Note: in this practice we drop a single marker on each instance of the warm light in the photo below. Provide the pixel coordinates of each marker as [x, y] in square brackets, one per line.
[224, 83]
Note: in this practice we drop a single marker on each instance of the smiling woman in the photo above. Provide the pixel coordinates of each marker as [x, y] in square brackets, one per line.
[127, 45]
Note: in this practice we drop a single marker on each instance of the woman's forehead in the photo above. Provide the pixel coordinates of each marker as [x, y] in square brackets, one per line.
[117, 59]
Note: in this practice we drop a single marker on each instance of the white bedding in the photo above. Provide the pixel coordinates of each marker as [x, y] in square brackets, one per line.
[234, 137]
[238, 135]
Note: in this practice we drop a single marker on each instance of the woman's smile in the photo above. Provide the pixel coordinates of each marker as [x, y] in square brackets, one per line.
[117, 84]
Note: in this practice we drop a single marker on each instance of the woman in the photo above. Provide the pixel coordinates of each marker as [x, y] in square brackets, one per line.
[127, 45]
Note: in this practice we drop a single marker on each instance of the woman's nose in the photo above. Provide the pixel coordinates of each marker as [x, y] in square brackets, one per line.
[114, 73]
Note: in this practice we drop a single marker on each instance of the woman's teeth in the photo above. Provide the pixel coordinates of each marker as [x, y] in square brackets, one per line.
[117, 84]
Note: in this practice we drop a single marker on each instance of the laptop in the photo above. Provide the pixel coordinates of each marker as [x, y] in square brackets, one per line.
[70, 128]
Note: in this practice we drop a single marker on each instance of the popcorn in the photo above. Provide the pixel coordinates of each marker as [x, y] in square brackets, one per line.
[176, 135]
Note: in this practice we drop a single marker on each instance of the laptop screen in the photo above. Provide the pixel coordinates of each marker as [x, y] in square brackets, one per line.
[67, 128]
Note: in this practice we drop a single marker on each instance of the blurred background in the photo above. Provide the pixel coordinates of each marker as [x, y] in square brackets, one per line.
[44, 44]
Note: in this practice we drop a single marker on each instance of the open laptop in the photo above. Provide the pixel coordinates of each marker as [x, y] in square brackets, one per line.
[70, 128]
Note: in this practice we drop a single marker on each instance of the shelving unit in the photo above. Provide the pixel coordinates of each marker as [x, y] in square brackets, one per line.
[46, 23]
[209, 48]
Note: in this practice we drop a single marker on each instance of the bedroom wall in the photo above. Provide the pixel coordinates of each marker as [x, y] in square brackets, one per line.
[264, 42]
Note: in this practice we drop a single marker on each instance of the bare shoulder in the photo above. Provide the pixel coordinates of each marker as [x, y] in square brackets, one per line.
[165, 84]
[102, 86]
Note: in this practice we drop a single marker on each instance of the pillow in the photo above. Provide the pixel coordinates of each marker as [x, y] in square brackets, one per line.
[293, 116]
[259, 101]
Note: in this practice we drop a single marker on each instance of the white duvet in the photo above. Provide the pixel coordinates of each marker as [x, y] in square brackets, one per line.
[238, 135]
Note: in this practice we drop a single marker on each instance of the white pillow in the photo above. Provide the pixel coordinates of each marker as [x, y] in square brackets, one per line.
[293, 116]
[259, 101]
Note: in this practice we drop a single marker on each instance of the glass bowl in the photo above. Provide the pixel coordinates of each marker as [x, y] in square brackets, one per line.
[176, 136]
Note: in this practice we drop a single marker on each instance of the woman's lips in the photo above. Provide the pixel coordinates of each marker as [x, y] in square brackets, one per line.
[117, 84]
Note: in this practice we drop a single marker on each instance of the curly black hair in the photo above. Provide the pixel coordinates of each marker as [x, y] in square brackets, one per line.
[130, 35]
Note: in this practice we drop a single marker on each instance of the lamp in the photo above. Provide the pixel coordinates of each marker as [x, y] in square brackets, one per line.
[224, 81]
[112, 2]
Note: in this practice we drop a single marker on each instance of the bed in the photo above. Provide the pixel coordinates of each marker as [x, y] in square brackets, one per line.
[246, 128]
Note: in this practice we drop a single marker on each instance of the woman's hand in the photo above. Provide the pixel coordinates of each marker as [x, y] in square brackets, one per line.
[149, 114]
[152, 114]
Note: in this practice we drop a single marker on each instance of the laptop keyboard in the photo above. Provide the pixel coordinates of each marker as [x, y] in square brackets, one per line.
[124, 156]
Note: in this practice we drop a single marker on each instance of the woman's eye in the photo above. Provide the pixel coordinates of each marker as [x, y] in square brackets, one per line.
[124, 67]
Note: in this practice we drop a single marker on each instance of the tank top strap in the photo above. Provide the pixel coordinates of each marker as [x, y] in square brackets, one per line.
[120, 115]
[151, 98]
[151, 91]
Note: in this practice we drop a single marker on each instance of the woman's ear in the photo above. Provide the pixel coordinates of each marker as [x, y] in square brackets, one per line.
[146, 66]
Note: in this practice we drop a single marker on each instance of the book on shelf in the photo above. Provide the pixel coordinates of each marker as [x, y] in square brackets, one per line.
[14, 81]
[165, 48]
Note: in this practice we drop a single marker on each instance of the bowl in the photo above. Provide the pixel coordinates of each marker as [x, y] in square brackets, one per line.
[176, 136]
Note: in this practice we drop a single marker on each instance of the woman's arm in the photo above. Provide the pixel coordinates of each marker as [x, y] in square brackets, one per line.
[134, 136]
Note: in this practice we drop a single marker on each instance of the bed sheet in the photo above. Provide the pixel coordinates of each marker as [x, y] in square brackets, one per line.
..............................
▶ Problem statement:
Would you copy out all of the entries exactly?

▶ Solution to the exercise:
Note: in this practice we drop a single marker on each instance of the warm light in the photo below. Provide the pixel coordinates of each marker as [x, y] in square brackets, one per line.
[224, 83]
Note: in this practice we drop a single marker on each instance of the smiling woman in the photo above. Provide the pixel coordinates of each marker as [x, y] in square brackets, one per line.
[127, 45]
Note: in this practice we drop a single marker on each instance of the woman's forehead in the photo above. Provide the pixel coordinates of each marker as [x, y] in square brackets, one per line.
[117, 59]
Note: in this practice we drop a single marker on each instance of the white bedding in the photo above. Provide the pixel coordinates of each marker as [x, y] in square brackets, one per line.
[234, 137]
[238, 135]
Note: in this practice we drop a single marker on each instance of the woman's smile in the photo above. Provide the pixel coordinates of each marker as [x, y] in square brackets, one per line.
[117, 84]
Note: in this practice we drop a single marker on each instance of the woman in the photo above. Provide the pixel coordinates of each marker as [x, y] in square brackets, one per line.
[127, 45]
Note: in this practice we drop a single marker on each instance of the woman's nose in the photo above. Provide the pixel coordinates of each marker as [x, y] in square brackets, one per line.
[114, 73]
Note: in this practice we drop a single marker on each instance of the woman's teeth in the photo above. Provide the pixel coordinates of each marker as [x, y] in square brackets, one per line.
[117, 84]
Note: in this practice we drop a single marker on each instance of the laptop in the photo above. Provide the pixel coordinates of each marker as [x, y] in square brackets, one per line.
[70, 128]
Note: in this practice we drop a single marker on each instance of the popcorn in the photo above. Provide the pixel coordinates of each marker as [x, y] in square brackets, one per line.
[176, 135]
Note: in this practice we drop a single marker on each instance of the laptop screen in the photo above. Provide the pixel coordinates of each marker as [x, y] in square brackets, one per line.
[67, 128]
Note: in this practice we drop a single marker on each instance of the blurred background in the photo above. Provide the pixel coordinates of each marker as [x, y] in square brackets, one per line.
[44, 44]
Note: in this practice we drop a single marker on each instance of the open laptop in the photo above. Provide the pixel coordinates of each marker as [x, y] in square brackets, one per line.
[70, 128]
Note: in this practice we drop a single marker on each instance of the shelving unit in the photo above. Provide the pixel coordinates of each marker as [x, y] in square brackets, one per line.
[46, 23]
[209, 48]
Note: in this practice we drop a single marker on each instance of the bedroom wall in the photo above. Provide the pixel coordinates of each marker as [x, y] in square brackets, one per line.
[264, 42]
Note: in this practice we drop a single marker on each instance of the bare shoulder in the photo above. Provide the pixel coordinates of each marker as [x, y] in square brackets, one per line.
[165, 84]
[102, 86]
Note: in this practice we drop a single marker on each instance of the pillow in the photo above. Provide the pixel coordinates of each marker as [x, y] in square brackets, one per line.
[293, 116]
[259, 101]
Note: in this practice we drop a single marker on each instance of the white duvet in the photo above. Provide the pixel coordinates of each marker as [x, y] in square brackets, one per line.
[238, 135]
Note: in this practice we drop a single marker on each instance of the white pillow in the photo above. Provide the pixel coordinates of each marker as [x, y] in square brackets, one per line.
[293, 116]
[259, 101]
Note: in this practice we drop a single marker on each instance of the glass bowl in the photo above. Provide the pixel coordinates of each marker as [x, y] in square brackets, one per line.
[176, 136]
Note: in this practice we drop a single marker on each instance of the woman's lips in the photo above. Provide the pixel coordinates of each marker as [x, y] in square brackets, one per line.
[117, 84]
Note: in this practice we drop a single marker on each instance of the curly black hair in the photo above. Provide the pixel coordinates of each marker as [x, y] in square brackets, one per line.
[130, 35]
Note: in this practice we drop a single marker on each instance of the lamp in the photo above. Provide the pixel coordinates of each marker as [x, y] in square brackets, one per line.
[224, 81]
[112, 2]
Note: in this practice we drop a single marker on each instance of the bed in the photo above. Provide the pixel coordinates of each marker as [x, y] in square brackets, one per line.
[246, 128]
Note: in this practice we drop a single marker on each instance of the woman's hand in the photo above. Provide the pixel coordinates of each marker as [x, y] in square brackets, one per line.
[149, 114]
[152, 114]
Note: in this practice we drop a single marker on each instance of the laptop keyboard in the photo above. Provide the pixel coordinates of each marker as [x, y] in square brackets, one per line.
[124, 156]
Note: in this practice we drop a single marker on each instance of the woman's eye in the photo above. Provide the pixel coordinates of each marker as [x, y] in square brackets, one per line.
[124, 67]
Note: in this practice we drop a single marker on each instance of the tank top strap in the photo above. Provide the pixel coordinates of each marker as [x, y] in square brackets, one per line.
[120, 115]
[151, 98]
[151, 91]
Note: in this practice we drop a single marker on each instance of the woman's ear in the photo above. Provide the pixel coordinates of each marker as [x, y] in square brackets, one per line.
[146, 66]
Note: in this practice we drop a single marker on each instance of the book on shelf in the photo above. Provide the pixel coordinates of each marker as [x, y] in square brackets, one per line.
[14, 81]
[165, 48]
Note: in this practice we drop a single marker on each instance of the bowl in the photo above. Provide the pixel coordinates of each marker as [x, y] in square brackets, one per line.
[176, 136]
Note: in this practice we drop a single marker on each instance of the woman's arm in the photo above. Provide the pixel coordinates of each marker as [x, y] in square brackets, one per line.
[134, 136]
Note: in this practice we drop a single marker on each instance of the bed sheet in the photo above. Provide the pixel coordinates of each marker as [x, y] in square brackets, one per line.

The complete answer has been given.